----- DATA EXTRACT -----
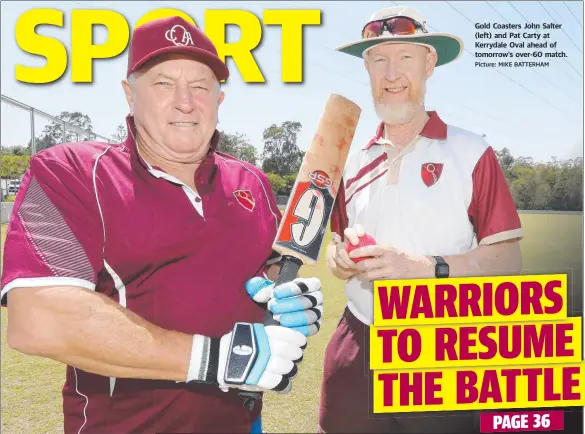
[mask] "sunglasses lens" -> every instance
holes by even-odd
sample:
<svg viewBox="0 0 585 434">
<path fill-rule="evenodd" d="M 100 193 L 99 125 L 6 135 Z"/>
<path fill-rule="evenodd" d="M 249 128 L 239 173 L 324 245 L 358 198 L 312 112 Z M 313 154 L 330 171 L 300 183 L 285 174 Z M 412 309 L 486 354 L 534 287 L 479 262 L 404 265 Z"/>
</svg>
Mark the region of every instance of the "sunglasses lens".
<svg viewBox="0 0 585 434">
<path fill-rule="evenodd" d="M 380 36 L 382 33 L 382 23 L 380 21 L 374 21 L 369 23 L 364 27 L 364 39 L 367 38 L 375 38 L 376 36 Z"/>
<path fill-rule="evenodd" d="M 393 18 L 389 20 L 388 27 L 392 29 L 393 35 L 414 35 L 416 32 L 414 22 L 406 18 Z"/>
<path fill-rule="evenodd" d="M 414 21 L 404 17 L 372 21 L 364 27 L 362 37 L 367 39 L 381 36 L 383 30 L 389 30 L 393 35 L 414 35 L 416 33 L 416 26 Z"/>
</svg>

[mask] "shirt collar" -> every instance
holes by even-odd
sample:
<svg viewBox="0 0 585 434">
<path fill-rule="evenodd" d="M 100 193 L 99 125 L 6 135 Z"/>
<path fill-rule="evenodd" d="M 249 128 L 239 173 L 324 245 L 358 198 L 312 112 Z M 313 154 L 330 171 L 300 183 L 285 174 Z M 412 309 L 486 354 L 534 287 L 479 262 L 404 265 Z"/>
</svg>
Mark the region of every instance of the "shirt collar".
<svg viewBox="0 0 585 434">
<path fill-rule="evenodd" d="M 429 111 L 427 114 L 429 115 L 429 120 L 418 135 L 424 136 L 428 139 L 445 140 L 447 138 L 447 124 L 441 120 L 436 111 Z M 376 135 L 363 149 L 370 149 L 372 145 L 376 144 L 383 136 L 384 122 L 381 122 L 376 130 Z"/>
<path fill-rule="evenodd" d="M 162 170 L 160 167 L 151 166 L 149 163 L 147 163 L 142 158 L 142 156 L 140 155 L 140 152 L 138 152 L 138 144 L 136 143 L 136 124 L 134 122 L 134 117 L 132 115 L 126 116 L 126 127 L 128 130 L 128 137 L 126 138 L 126 141 L 124 142 L 124 146 L 126 148 L 128 148 L 131 155 L 140 162 L 142 167 L 144 167 L 153 176 L 160 178 L 162 176 L 162 174 L 165 173 L 164 170 Z M 213 136 L 211 137 L 211 146 L 209 147 L 209 151 L 207 152 L 207 156 L 201 162 L 201 164 L 197 168 L 197 171 L 195 172 L 195 182 L 197 184 L 200 184 L 200 183 L 211 184 L 211 182 L 213 181 L 213 179 L 215 177 L 215 173 L 216 173 L 216 169 L 217 169 L 217 164 L 215 161 L 215 151 L 216 151 L 217 146 L 219 144 L 219 139 L 220 139 L 220 133 L 218 130 L 215 130 L 215 132 L 213 133 Z"/>
</svg>

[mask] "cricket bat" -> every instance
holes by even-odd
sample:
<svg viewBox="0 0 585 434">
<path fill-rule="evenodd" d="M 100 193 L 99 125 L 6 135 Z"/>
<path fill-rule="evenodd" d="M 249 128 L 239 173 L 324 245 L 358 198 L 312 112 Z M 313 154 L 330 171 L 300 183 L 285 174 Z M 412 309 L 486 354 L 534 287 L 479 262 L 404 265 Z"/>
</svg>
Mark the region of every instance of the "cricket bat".
<svg viewBox="0 0 585 434">
<path fill-rule="evenodd" d="M 275 286 L 297 277 L 303 264 L 319 259 L 333 204 L 339 191 L 343 169 L 355 134 L 361 109 L 347 98 L 332 94 L 311 146 L 307 150 L 286 206 L 272 248 L 282 255 Z M 278 324 L 268 312 L 264 325 Z M 237 324 L 232 333 L 225 382 L 243 384 L 257 357 L 253 331 L 249 324 Z M 260 394 L 241 391 L 251 410 Z"/>
<path fill-rule="evenodd" d="M 361 109 L 331 94 L 291 191 L 272 248 L 282 255 L 278 286 L 317 262 Z"/>
</svg>

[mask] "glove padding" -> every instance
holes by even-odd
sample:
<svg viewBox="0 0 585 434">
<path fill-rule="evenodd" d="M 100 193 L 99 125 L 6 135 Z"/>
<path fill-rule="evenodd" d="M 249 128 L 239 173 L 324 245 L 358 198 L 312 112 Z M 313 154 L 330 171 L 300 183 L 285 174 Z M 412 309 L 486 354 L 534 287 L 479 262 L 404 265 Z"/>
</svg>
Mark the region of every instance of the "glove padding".
<svg viewBox="0 0 585 434">
<path fill-rule="evenodd" d="M 323 292 L 316 277 L 297 278 L 274 287 L 274 282 L 253 277 L 246 282 L 248 295 L 265 304 L 275 321 L 309 337 L 321 328 Z"/>
<path fill-rule="evenodd" d="M 297 364 L 303 359 L 307 339 L 298 331 L 281 326 L 253 324 L 257 357 L 244 380 L 244 384 L 225 382 L 225 371 L 230 353 L 237 353 L 232 347 L 232 332 L 220 340 L 217 381 L 220 389 L 237 388 L 252 392 L 274 391 L 288 393 L 292 379 L 296 376 Z"/>
</svg>

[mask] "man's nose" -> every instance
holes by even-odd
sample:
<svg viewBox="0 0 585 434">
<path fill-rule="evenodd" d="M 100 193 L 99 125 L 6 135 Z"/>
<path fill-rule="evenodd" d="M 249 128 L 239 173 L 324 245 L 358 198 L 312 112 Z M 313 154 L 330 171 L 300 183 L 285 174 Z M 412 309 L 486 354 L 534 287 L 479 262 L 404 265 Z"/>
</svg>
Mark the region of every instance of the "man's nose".
<svg viewBox="0 0 585 434">
<path fill-rule="evenodd" d="M 175 88 L 175 108 L 186 114 L 195 110 L 195 100 L 187 83 L 178 84 Z"/>
<path fill-rule="evenodd" d="M 384 78 L 388 81 L 394 81 L 401 75 L 400 68 L 395 62 L 386 62 L 386 70 L 384 71 Z"/>
</svg>

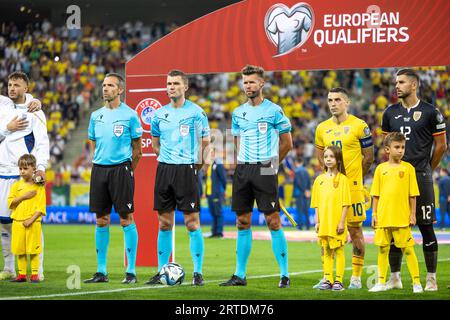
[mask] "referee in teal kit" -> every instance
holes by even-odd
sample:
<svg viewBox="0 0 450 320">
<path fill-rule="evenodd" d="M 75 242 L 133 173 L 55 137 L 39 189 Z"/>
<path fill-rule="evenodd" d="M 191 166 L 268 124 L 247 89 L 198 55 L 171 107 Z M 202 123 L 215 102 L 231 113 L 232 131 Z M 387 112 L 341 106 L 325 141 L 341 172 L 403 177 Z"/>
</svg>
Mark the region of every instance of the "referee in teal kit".
<svg viewBox="0 0 450 320">
<path fill-rule="evenodd" d="M 94 145 L 89 193 L 89 211 L 95 212 L 97 272 L 84 283 L 108 282 L 106 256 L 112 206 L 119 213 L 128 261 L 122 283 L 136 283 L 138 233 L 133 221 L 134 175 L 142 156 L 142 127 L 137 113 L 120 101 L 125 83 L 119 74 L 109 73 L 103 80 L 105 106 L 94 111 L 88 138 Z"/>
<path fill-rule="evenodd" d="M 252 212 L 256 200 L 272 236 L 272 250 L 280 267 L 279 288 L 290 286 L 288 247 L 281 228 L 278 165 L 292 149 L 291 124 L 282 108 L 263 98 L 264 69 L 242 70 L 247 103 L 232 115 L 231 133 L 238 147 L 233 175 L 232 211 L 236 212 L 236 271 L 221 286 L 246 286 L 247 261 L 252 248 Z"/>
<path fill-rule="evenodd" d="M 200 228 L 198 172 L 210 141 L 208 117 L 198 105 L 185 98 L 188 78 L 179 70 L 167 75 L 170 103 L 152 118 L 152 146 L 158 155 L 154 210 L 158 211 L 158 273 L 147 284 L 160 284 L 159 271 L 172 253 L 175 208 L 183 212 L 189 231 L 194 263 L 193 286 L 202 286 L 204 241 Z M 201 146 L 201 147 L 200 147 Z"/>
</svg>

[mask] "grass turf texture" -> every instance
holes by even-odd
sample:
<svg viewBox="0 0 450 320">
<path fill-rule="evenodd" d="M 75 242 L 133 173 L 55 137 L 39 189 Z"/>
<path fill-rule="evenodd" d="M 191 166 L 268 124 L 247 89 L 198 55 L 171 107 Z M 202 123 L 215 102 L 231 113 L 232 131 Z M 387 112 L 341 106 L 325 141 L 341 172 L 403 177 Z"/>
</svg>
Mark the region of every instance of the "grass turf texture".
<svg viewBox="0 0 450 320">
<path fill-rule="evenodd" d="M 227 230 L 235 230 L 227 227 Z M 286 228 L 287 230 L 293 230 Z M 151 287 L 145 285 L 148 278 L 156 273 L 156 267 L 138 267 L 138 283 L 121 284 L 124 278 L 123 267 L 123 232 L 121 227 L 112 226 L 111 240 L 108 251 L 109 283 L 84 284 L 83 280 L 90 278 L 96 271 L 96 255 L 93 225 L 45 225 L 45 281 L 33 283 L 0 282 L 0 299 L 22 297 L 29 299 L 162 299 L 162 300 L 427 300 L 450 299 L 450 246 L 439 246 L 438 285 L 437 292 L 413 294 L 410 276 L 403 259 L 402 280 L 403 290 L 391 290 L 381 293 L 370 293 L 367 290 L 367 280 L 376 280 L 374 266 L 377 259 L 377 248 L 369 244 L 366 247 L 365 269 L 362 282 L 363 289 L 343 292 L 322 292 L 312 289 L 312 286 L 322 276 L 320 263 L 320 248 L 315 242 L 289 243 L 289 271 L 291 273 L 291 288 L 279 289 L 279 269 L 273 256 L 270 241 L 253 240 L 252 252 L 248 262 L 247 287 L 219 287 L 219 282 L 228 280 L 235 270 L 235 239 L 205 239 L 205 260 L 203 274 L 205 286 L 191 287 L 192 260 L 189 252 L 189 236 L 184 226 L 176 230 L 176 259 L 186 272 L 182 286 Z M 253 230 L 266 230 L 255 227 Z M 203 231 L 209 231 L 205 226 Z M 422 285 L 425 286 L 426 269 L 422 246 L 416 245 L 415 251 L 419 260 Z M 344 285 L 347 288 L 351 276 L 351 244 L 345 247 L 346 272 Z M 0 258 L 2 260 L 3 258 Z M 0 262 L 3 265 L 3 261 Z M 68 289 L 68 266 L 76 265 L 81 270 L 81 288 Z M 372 266 L 372 267 L 370 267 Z M 115 292 L 108 292 L 116 290 Z M 99 292 L 102 291 L 102 292 Z M 89 292 L 89 293 L 86 293 Z"/>
</svg>

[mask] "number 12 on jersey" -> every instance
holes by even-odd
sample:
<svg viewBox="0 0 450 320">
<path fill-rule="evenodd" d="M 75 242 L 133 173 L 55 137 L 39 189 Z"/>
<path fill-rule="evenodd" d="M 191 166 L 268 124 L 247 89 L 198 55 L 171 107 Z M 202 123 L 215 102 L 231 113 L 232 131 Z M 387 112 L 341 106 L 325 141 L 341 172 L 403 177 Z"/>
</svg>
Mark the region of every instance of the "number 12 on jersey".
<svg viewBox="0 0 450 320">
<path fill-rule="evenodd" d="M 403 133 L 403 135 L 405 136 L 406 140 L 409 140 L 409 134 L 411 133 L 411 127 L 408 126 L 401 126 L 400 127 L 400 131 Z"/>
</svg>

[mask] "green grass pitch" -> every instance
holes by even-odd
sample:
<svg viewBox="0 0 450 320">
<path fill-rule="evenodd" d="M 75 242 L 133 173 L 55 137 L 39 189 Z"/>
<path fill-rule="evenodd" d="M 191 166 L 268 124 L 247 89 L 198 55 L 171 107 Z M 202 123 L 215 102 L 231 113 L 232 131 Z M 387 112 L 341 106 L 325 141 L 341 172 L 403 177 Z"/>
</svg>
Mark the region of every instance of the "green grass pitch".
<svg viewBox="0 0 450 320">
<path fill-rule="evenodd" d="M 111 227 L 111 240 L 108 253 L 109 283 L 84 284 L 96 271 L 96 256 L 93 225 L 44 225 L 45 233 L 45 281 L 32 283 L 0 282 L 0 299 L 163 299 L 163 300 L 449 300 L 450 289 L 450 246 L 439 246 L 437 292 L 413 294 L 411 280 L 404 260 L 402 266 L 403 290 L 382 293 L 369 293 L 367 282 L 375 280 L 376 247 L 367 245 L 362 290 L 343 292 L 321 292 L 312 286 L 322 276 L 320 248 L 315 242 L 289 243 L 289 271 L 291 288 L 278 289 L 278 266 L 272 253 L 270 241 L 253 240 L 253 248 L 248 262 L 247 287 L 219 287 L 219 282 L 227 280 L 235 270 L 235 239 L 205 239 L 205 260 L 203 273 L 205 286 L 191 287 L 192 261 L 189 253 L 189 237 L 184 226 L 176 230 L 176 261 L 186 271 L 182 286 L 147 286 L 144 283 L 156 272 L 155 267 L 138 267 L 139 282 L 123 285 L 123 232 L 119 226 Z M 292 228 L 286 228 L 293 230 Z M 226 230 L 235 230 L 227 227 Z M 265 230 L 254 227 L 253 230 Z M 203 231 L 209 231 L 204 226 Z M 422 285 L 425 285 L 426 269 L 421 246 L 415 247 L 420 264 Z M 347 244 L 345 283 L 347 287 L 351 276 L 351 245 Z M 0 258 L 2 260 L 2 258 Z M 3 261 L 0 261 L 3 265 Z M 75 266 L 81 271 L 80 288 L 69 287 L 76 284 L 76 273 L 68 273 Z M 70 268 L 69 268 L 70 269 Z M 70 271 L 70 270 L 69 270 Z M 67 285 L 69 283 L 69 286 Z"/>
</svg>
-----
EXERCISE OBJECTIVE: Starting from the records above, filter out all lines except those containing the word "mask".

RESULT OF THE EXERCISE:
[mask] "sunglasses lens" -> every instance
[mask] "shirt collar" -> every instance
[mask] "cricket bat" -> every instance
[mask] "glove padding" -> every instance
[mask] "man's nose" -> every instance
[mask] "referee in teal kit" -> every instance
[mask] "grass turf texture" -> every instance
[mask] "number 12 on jersey" -> every instance
[mask] "green grass pitch" -> every instance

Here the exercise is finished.